─── Material for this task ───

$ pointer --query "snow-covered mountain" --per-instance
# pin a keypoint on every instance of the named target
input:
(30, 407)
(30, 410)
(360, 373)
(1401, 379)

───

> [What to produce]
Go through the listing, and whenever a line contains the string "instance", copy that line.

> [Output for this exercise]
$ pointer --query "snow-covered mountain" --per-instance
# pin a keypoint on every instance of the named target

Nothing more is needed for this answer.